- _Exercise objective_:
Update the listing below by replacing every "one marker per instance" with "one point per object". Keep all other text unchanged.
───── Records
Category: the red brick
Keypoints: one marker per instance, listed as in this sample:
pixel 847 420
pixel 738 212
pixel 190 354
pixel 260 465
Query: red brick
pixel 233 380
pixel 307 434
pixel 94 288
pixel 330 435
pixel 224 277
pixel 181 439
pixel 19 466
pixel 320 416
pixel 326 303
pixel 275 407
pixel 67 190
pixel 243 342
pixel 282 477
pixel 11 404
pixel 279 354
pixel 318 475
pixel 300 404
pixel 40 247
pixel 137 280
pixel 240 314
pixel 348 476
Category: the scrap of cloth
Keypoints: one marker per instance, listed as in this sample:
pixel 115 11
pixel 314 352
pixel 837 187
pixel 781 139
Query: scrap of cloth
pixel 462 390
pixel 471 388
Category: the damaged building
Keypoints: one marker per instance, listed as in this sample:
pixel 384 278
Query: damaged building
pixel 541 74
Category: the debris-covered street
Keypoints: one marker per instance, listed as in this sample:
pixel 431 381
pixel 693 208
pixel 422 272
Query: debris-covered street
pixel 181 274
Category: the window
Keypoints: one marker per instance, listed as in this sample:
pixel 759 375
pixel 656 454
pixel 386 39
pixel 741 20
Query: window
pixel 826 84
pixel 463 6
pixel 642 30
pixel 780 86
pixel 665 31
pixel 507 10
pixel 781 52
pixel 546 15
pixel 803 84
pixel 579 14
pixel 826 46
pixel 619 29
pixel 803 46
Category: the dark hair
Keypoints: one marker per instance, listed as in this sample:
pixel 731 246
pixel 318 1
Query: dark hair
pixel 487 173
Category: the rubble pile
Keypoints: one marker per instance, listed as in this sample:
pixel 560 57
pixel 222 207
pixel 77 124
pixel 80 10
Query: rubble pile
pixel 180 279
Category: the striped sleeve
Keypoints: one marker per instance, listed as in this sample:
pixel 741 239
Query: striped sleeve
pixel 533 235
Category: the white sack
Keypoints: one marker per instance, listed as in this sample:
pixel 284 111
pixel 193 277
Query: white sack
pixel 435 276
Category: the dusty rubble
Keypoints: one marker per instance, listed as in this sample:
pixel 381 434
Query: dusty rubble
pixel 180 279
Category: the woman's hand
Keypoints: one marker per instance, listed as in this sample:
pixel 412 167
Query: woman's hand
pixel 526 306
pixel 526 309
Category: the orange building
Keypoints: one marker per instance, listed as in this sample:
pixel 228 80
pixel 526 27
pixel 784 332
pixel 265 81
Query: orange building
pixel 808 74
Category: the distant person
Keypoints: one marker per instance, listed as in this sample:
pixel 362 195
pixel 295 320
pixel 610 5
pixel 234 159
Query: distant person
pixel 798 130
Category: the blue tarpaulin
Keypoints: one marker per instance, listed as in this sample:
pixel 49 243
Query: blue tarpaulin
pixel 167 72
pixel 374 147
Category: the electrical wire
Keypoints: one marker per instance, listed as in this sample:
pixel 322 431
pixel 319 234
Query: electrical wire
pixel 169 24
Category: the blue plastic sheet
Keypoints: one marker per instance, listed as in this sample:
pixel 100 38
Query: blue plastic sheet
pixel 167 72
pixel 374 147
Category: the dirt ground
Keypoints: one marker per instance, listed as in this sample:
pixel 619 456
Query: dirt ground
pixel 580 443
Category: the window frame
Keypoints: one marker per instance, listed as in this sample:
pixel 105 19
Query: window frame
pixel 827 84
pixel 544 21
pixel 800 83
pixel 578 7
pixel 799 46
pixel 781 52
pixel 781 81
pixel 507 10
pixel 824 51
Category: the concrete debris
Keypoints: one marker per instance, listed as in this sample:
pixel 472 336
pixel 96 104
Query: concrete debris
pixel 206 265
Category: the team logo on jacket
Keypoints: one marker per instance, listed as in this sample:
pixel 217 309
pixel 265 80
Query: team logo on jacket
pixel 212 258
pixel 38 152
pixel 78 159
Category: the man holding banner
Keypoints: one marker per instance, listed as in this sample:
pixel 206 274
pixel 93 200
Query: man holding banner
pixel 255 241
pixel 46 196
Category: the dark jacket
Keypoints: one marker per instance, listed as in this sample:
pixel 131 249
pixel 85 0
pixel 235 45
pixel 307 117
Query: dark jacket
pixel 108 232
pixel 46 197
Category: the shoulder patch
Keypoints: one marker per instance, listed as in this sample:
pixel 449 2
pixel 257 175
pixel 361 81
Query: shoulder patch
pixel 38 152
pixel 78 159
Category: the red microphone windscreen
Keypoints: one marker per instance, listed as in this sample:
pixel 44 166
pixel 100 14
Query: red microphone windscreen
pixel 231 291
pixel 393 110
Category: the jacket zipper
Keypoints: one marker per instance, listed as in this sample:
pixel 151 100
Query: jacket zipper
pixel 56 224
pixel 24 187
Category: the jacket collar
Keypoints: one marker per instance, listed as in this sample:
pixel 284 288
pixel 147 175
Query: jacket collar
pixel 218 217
──────────
- _Worked solution_:
Category: the red brick
Keypoints: one point per object, listed as in this sample:
pixel 847 420
pixel 738 212
pixel 190 354
pixel 260 465
Query: red brick
pixel 233 380
pixel 307 434
pixel 94 288
pixel 330 435
pixel 224 277
pixel 181 439
pixel 19 466
pixel 320 416
pixel 326 303
pixel 275 407
pixel 67 190
pixel 243 342
pixel 282 477
pixel 11 404
pixel 279 354
pixel 318 475
pixel 300 404
pixel 40 247
pixel 137 280
pixel 240 314
pixel 348 476
Category: the scrap of cloth
Keypoints: one point per object, listed as in this sample:
pixel 115 11
pixel 314 352
pixel 837 187
pixel 781 139
Query: scrap of cloth
pixel 462 390
pixel 471 388
Category: the damaged building
Keypoints: one point per object, listed as in this sample:
pixel 384 278
Query: damaged building
pixel 541 74
Category: the debris-covered street
Keypoints: one point per object, listed as in this sample:
pixel 431 381
pixel 693 208
pixel 422 272
Query: debris-covered street
pixel 181 274
Category: the window
Keypoints: one point per object, listed as in this sample:
pixel 759 375
pixel 656 454
pixel 386 39
pixel 741 20
Query: window
pixel 826 84
pixel 463 6
pixel 642 30
pixel 780 86
pixel 665 31
pixel 507 10
pixel 781 52
pixel 546 15
pixel 803 84
pixel 579 14
pixel 826 46
pixel 619 29
pixel 803 46
Category: the dark hair
Keypoints: one point per object, listed as in this sample:
pixel 731 246
pixel 318 1
Query: dark hair
pixel 487 173
Category: the rubble pile
Keypoints: one point per object, listed as in this sample:
pixel 560 57
pixel 222 207
pixel 77 124
pixel 80 10
Query: rubble pile
pixel 180 279
Category: the striped sleeve
Keypoints: one point per object, listed as in this sample:
pixel 741 239
Query: striped sleeve
pixel 533 235
Category: the white sack
Keypoints: one point per object, listed as in this sample:
pixel 284 111
pixel 193 277
Query: white sack
pixel 435 276
Category: the dusty rubble
Keypoints: one point per object, listed as in this sample:
pixel 381 434
Query: dusty rubble
pixel 180 279
Category: the woman's hand
Keypoints: one point per object, listed as in this sample:
pixel 412 167
Query: woman's hand
pixel 526 306
pixel 526 309
Category: the orange building
Keypoints: one point per object, listed as in this sample:
pixel 228 80
pixel 526 27
pixel 784 332
pixel 265 81
Query: orange building
pixel 808 74
Category: the distant person
Keypoints: one point per object, listed as in this sample:
pixel 362 195
pixel 295 320
pixel 610 5
pixel 234 159
Query: distant person
pixel 798 130
Category: the blue tarpaulin
Keypoints: one point per object, listed as in this sample:
pixel 49 243
Query: blue tarpaulin
pixel 167 72
pixel 374 147
Category: the electrical wire
Keypoints: one point per object, listed as in this sample:
pixel 322 431
pixel 319 234
Query: electrical wire
pixel 169 24
Category: the blue plastic sheet
Keypoints: one point per object, listed as in this sample:
pixel 100 38
Query: blue plastic sheet
pixel 167 72
pixel 374 147
Category: the dirt ground
Keypoints: one point per object, listed as in this sample:
pixel 619 456
Query: dirt ground
pixel 580 443
Category: the window frame
Keypoints: one point per object, listed as in this sample:
pixel 105 19
Query: window frame
pixel 827 84
pixel 544 21
pixel 800 83
pixel 578 7
pixel 799 46
pixel 781 52
pixel 781 81
pixel 507 10
pixel 824 51
Category: the concrete debris
Keypoints: one point per object, listed as in this sample:
pixel 472 336
pixel 96 104
Query: concrete debris
pixel 206 265
Category: the team logo on jacket
Keypoints: one point per object, listed as in this sample:
pixel 217 309
pixel 265 80
Query: team logo on jacket
pixel 212 258
pixel 38 152
pixel 78 159
Category: the man holding banner
Keypoints: one point per object, listed as in this sample:
pixel 206 274
pixel 93 200
Query: man holding banner
pixel 255 241
pixel 46 196
Category: the dark jacket
Keypoints: one point per object, listed as in this sample:
pixel 131 249
pixel 85 0
pixel 235 45
pixel 307 117
Query: dark jacket
pixel 108 232
pixel 46 197
Category: the shoulder patch
Keypoints: one point per object, listed as in this sample:
pixel 449 2
pixel 257 175
pixel 361 81
Query: shoulder patch
pixel 38 152
pixel 78 159
Category: the red microphone windscreen
Keypoints: one point per object, listed as in this sample:
pixel 44 166
pixel 100 14
Query: red microphone windscreen
pixel 231 291
pixel 393 110
Category: the jacket zipper
Keypoints: one point per object, listed as in this sample:
pixel 151 100
Query: jacket zipper
pixel 56 224
pixel 24 187
Category: the jacket collar
Keypoints: one point per object, listed as in this sample:
pixel 284 288
pixel 147 175
Query: jacket collar
pixel 218 217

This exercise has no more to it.